- **Work request**
Whenever a line in the records below contains "target", pick it out.

- **Records for the task**
-*-*-

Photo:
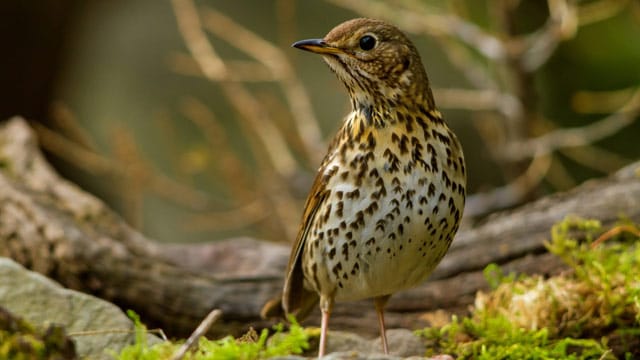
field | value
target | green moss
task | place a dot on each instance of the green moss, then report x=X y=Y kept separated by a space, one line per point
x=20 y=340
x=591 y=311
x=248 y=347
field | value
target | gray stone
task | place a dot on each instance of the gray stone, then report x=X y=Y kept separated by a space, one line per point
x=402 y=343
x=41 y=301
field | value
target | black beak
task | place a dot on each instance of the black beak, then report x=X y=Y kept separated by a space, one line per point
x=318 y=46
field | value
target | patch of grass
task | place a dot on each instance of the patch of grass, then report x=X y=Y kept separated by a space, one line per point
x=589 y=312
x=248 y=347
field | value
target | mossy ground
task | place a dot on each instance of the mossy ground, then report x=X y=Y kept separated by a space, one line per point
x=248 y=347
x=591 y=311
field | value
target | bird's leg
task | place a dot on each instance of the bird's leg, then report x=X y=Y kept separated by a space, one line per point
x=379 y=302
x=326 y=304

-*-*-

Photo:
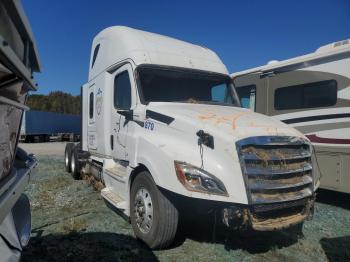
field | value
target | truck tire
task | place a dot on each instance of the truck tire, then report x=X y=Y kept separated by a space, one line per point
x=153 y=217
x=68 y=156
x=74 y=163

-*-*-

- **The answer**
target | green moss
target | gray stone
target | black beak
target | patch of grass
target | mossy ground
target | bird's leg
target | truck tire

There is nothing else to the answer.